Ich war wütend. Vor allem auf mich selbst, weil ich nicht reagiert habe und auch nicht gewusst hätte, wie ich reagieren sollte. Oder nein, wütend ist das falsche Wort. Sie hat mir wehgetan, diese Situation, so sehr, dass ich noch drei Tage später darüber nachdenke. Und es tut mir weh, wenn ich durch die Orte laufe, immer mit einem unguten Gefühl in der Magengrube, und nicht weiß, ob ich wegschauen oder genauer hinschauen soll, wenn jemand mit eindeutigem Jackenaufdruck vorbeiläuft oder schwarz gekleidete Gruppen junger Männer in den Straßen patrouillieren. Oder die lokale Gaststätte es für notwendig hält, sich die Zeile „Deitsch on frei woll'n mer sei!“ an die Wand zu nageln – die erste Zeile des „Erzgebirgslieds“, entstanden aus dem Heimweh des Autors während seiner Zeit in Prag und später und bis heute vereinnahmt durch alte und neue Nationalsozialisten.

*Zu bearbeiten*
[1] Bei welchen Anblicken weiß die erzählende Person im gezeigten Text nicht, ob sie wegschauen oder genauer hinschauen soll? Nenne alle.
[2] Führe den Text über das ungute Gefühl beim Gang durch die Orte um einen Absatz weiter, beginnend nach dem Satz über das „Erzgebirgslied“.
Die Zeilen haben mit dem Text nichts zu tun.

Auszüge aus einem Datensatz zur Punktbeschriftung
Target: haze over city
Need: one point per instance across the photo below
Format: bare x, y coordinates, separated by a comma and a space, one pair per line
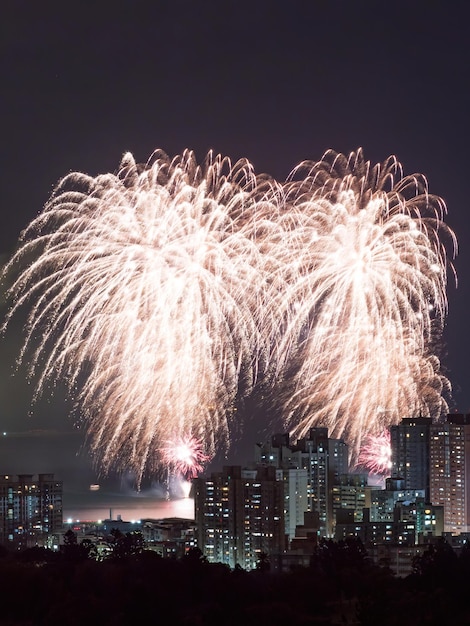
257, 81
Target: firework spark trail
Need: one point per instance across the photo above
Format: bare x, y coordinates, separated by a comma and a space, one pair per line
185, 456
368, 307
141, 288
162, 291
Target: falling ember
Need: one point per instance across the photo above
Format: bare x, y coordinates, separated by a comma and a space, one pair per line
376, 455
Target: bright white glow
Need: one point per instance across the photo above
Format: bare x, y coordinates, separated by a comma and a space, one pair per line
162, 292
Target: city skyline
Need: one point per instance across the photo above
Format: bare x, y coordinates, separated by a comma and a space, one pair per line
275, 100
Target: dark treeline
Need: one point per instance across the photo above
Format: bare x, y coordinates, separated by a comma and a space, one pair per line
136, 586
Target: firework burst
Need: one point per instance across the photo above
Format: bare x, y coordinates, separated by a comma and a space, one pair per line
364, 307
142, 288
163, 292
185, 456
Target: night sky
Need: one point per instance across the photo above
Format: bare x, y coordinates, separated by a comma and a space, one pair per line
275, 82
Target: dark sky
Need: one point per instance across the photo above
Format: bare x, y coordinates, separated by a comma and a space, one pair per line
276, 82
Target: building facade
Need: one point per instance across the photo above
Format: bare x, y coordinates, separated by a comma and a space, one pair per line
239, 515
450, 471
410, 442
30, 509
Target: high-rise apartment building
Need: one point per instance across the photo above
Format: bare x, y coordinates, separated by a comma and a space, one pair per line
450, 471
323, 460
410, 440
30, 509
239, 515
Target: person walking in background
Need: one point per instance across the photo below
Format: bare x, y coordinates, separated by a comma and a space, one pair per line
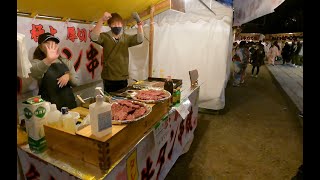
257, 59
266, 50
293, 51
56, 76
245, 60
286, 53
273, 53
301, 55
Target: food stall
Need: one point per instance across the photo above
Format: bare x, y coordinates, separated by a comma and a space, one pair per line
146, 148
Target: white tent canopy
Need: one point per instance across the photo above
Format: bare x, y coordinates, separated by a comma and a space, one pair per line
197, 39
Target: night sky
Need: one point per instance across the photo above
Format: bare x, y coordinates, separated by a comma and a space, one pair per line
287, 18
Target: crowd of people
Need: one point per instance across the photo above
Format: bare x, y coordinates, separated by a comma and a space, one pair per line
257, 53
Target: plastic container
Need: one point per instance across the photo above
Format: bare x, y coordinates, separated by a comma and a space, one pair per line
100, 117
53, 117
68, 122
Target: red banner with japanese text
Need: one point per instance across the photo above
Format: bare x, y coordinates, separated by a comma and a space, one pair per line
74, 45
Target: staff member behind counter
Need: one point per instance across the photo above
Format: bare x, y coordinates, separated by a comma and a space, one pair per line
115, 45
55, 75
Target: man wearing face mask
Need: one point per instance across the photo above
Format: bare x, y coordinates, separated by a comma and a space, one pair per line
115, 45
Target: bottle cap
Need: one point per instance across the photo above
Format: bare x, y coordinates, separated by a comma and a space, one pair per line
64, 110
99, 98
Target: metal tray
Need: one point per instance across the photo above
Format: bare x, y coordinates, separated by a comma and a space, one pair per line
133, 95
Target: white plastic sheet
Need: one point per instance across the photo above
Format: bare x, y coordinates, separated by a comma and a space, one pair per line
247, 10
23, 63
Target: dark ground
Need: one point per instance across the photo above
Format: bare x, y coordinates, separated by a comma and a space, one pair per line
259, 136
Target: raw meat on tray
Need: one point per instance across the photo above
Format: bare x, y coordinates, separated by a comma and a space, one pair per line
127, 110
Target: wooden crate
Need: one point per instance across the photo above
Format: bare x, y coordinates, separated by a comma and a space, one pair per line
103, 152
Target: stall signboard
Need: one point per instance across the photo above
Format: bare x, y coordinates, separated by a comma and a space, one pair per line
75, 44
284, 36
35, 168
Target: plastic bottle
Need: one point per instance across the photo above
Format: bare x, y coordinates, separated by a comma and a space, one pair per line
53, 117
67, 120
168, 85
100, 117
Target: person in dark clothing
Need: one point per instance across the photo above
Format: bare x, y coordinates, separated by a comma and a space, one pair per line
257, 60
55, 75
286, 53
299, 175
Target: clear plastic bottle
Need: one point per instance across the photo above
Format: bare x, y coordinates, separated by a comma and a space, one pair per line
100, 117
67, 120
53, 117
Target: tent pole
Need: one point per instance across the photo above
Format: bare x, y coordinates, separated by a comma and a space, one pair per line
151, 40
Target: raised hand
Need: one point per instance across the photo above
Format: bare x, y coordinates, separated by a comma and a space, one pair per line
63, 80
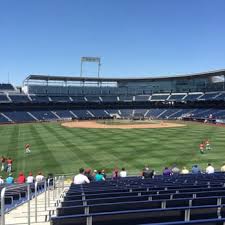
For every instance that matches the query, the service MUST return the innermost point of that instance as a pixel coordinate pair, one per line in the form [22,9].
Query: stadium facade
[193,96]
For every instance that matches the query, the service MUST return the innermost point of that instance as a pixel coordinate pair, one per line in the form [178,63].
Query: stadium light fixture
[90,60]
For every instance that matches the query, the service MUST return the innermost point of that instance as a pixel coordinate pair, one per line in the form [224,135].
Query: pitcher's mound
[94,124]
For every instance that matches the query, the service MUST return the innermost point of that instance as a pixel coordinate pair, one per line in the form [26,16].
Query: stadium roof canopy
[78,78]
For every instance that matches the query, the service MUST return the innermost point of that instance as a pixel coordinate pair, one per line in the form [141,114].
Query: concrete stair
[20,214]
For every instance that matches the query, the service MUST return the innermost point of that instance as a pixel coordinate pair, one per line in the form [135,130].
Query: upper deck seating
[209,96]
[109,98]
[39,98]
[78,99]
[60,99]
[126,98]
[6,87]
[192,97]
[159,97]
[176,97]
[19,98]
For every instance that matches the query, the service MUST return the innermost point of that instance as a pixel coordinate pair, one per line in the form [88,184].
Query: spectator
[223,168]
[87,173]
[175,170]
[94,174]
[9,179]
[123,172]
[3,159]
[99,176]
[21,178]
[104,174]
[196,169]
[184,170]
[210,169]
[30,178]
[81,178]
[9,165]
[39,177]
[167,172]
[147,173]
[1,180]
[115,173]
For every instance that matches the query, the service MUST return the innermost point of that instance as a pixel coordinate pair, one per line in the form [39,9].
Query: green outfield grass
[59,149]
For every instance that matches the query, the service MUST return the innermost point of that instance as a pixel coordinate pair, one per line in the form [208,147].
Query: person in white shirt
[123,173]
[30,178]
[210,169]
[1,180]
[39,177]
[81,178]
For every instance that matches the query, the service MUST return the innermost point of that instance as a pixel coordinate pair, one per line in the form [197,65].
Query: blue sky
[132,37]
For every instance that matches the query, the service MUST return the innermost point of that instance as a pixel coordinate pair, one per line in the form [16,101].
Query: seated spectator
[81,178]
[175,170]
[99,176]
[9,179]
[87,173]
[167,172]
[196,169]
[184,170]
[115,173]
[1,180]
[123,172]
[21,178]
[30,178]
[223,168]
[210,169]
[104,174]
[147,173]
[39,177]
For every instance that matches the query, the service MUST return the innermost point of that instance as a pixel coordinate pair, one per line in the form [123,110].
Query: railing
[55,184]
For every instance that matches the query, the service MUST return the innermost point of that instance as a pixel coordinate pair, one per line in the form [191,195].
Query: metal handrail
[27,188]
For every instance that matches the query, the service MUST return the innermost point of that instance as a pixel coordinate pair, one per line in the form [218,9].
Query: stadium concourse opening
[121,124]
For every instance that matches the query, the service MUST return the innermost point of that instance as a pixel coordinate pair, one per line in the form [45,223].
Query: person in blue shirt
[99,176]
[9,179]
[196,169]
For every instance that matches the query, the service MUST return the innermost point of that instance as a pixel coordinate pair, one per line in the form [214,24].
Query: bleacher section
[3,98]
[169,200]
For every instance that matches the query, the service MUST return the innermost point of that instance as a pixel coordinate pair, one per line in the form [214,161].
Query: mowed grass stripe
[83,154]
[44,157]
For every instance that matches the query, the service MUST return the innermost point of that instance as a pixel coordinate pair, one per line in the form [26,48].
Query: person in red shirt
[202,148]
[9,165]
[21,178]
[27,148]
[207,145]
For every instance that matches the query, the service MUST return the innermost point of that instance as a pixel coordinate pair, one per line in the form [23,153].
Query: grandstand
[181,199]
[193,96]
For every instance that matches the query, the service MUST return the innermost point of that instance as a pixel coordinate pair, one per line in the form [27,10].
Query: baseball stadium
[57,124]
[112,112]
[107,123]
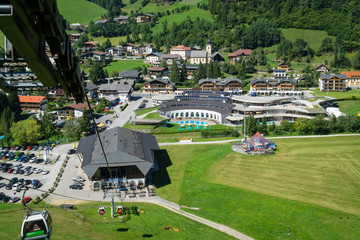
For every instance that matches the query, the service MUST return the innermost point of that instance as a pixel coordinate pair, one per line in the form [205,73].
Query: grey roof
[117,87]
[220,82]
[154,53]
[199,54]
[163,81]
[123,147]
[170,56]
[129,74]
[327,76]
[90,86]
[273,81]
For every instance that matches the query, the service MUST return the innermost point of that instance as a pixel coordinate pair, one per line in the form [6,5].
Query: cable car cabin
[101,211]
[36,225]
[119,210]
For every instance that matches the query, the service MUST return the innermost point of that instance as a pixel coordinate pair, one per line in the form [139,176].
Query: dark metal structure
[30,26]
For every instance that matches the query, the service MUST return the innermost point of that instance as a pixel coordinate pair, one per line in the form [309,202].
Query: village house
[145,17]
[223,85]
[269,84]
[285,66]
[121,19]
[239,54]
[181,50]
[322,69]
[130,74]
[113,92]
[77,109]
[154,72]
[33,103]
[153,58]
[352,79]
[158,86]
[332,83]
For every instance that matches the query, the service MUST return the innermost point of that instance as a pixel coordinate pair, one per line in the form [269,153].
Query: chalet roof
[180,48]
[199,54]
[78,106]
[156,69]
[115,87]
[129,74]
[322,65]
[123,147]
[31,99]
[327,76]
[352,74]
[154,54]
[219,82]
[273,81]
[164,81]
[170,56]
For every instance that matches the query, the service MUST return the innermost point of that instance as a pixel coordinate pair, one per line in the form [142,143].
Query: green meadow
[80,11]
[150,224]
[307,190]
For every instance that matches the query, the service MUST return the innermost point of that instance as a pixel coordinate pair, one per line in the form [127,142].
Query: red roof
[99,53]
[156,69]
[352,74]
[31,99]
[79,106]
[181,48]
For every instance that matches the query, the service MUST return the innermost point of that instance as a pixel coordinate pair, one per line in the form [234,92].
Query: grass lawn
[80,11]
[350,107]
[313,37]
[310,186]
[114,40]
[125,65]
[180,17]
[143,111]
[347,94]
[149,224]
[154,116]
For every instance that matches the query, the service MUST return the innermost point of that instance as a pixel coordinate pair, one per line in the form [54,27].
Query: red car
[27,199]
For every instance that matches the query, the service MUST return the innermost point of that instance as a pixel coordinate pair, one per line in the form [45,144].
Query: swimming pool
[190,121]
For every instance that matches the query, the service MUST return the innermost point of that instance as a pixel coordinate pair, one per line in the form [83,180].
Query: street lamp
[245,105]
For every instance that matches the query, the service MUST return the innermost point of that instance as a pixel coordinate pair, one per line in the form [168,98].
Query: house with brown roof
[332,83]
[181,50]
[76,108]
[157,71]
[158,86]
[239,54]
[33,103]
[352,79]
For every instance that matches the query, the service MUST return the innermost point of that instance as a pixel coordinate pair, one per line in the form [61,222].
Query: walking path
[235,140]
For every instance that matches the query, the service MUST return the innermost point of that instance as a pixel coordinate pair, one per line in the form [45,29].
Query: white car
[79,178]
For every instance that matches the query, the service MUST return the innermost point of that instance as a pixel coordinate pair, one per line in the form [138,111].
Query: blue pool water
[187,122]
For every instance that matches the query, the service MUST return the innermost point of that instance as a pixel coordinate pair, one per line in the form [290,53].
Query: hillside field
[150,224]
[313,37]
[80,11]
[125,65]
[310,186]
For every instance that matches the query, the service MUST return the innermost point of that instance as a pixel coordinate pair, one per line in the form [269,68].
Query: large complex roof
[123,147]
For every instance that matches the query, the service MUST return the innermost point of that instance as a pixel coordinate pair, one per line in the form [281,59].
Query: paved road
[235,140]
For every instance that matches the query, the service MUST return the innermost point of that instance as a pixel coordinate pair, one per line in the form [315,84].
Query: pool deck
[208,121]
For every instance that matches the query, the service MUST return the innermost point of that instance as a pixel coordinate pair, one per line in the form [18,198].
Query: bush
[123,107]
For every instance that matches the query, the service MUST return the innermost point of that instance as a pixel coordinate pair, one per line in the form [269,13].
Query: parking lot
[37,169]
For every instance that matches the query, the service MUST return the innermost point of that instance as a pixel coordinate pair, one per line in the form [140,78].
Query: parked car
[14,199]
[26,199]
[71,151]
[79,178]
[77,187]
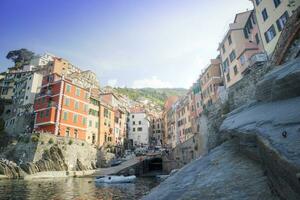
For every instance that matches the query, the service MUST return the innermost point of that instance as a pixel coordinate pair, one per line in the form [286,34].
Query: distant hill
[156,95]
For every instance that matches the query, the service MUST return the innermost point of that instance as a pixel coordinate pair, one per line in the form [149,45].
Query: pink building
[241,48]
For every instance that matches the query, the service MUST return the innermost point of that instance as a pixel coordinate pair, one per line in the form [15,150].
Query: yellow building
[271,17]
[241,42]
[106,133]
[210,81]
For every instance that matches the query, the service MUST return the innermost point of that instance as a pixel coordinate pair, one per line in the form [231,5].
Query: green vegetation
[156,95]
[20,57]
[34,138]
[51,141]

*Lösungen*
[1]
- jemand, der mit eindeutigem Jackenaufdruck vorbeiläuft
- schwarz gekleidete Gruppen junger Männer, die in den Straßen patrouillieren
- die lokale Gaststätte, die sich die Zeile „Deitsch on frei woll'n mer sei!“ an die Wand nagelt

[2]
Seit Jahrzehnten sind rechtsradikale und neonazistische Bewegungen im Erzgebirge fest verankert. Das oft beschworene Gegenmittel Zivilgesellschaft ist wenig vorhanden, Vereine sind von rechten Akteuren durchsetzt, ihre Netzwerke sind überall zu finden – in der lokalen Wirtschaft, in den Gemeinderäten, im Gastgewerbe, in Bands, Wandergruppen und Kampfsportturnieren. Die Gesellschaft besteht aus einer radikalisierten Jugend, einer wütenden Elterngeneration und sehr vielen sehr alten Leuten – ein Rezept fürs Desaster. Was macht das mit der „politischen Mitte“, mit den 50 Prozent, die auch im Erzgebirge nicht die AfD oder andere rechtsextreme Parteien wählen? Was macht das mit mir?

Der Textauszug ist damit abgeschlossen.